Background information
- Origin: Brooklyn, New York, U.S.
- Genres: Post-metal, doom metal, sludge metal, post-rock, hard rock
- Years active: 2008–present
- Labels: Neurot, Robotic Empire
- Members: Josh Graham Domenic Seita Billy Graves
- Website: astormoflight.com

= A Storm of Light =

American heavy metal band

A Storm of Light is an American heavy metal band from New York City, formed in 2008.

They have been categorized as post-rock, post-metal, doom metal, sludge metal and hard rock, but have moved toward a darker and heavier metal sound. Rock-A-Rolla magazine's review of Nations to Flames states: "In upping the aggression, intensity and songwriting ability, they are once again overshadowing what's gone before and giving new reasons to appreciate a band that are already becoming one of the most crucial heavy acts around."

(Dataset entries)
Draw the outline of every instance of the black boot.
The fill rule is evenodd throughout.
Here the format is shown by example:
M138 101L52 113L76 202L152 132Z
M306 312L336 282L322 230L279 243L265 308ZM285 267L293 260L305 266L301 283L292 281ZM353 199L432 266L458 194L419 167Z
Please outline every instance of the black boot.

- **SET TASKS**:
[1] According to the band profile, in what year was A Storm of Light formed?
[2] Rewrite the band profile between "- Genres: Post-metal, doom" and "formed in 2008.", inclusive, substituting "Homepage" for "Website".

- **PER-TASK OUTPUTS**:
[1] 2008

[2]
- Genres: Post-metal, doom metal, sludge metal, post-rock, hard rock
- Years active: 2008–present
- Labels: Neurot, Robotic Empire
- Members: Josh Graham Domenic Seita Billy Graves
- Homepage: astormoflight.com

= A Storm of Light =

American heavy metal band

A Storm of Light is an American heavy metal band from New York City, formed in 2008.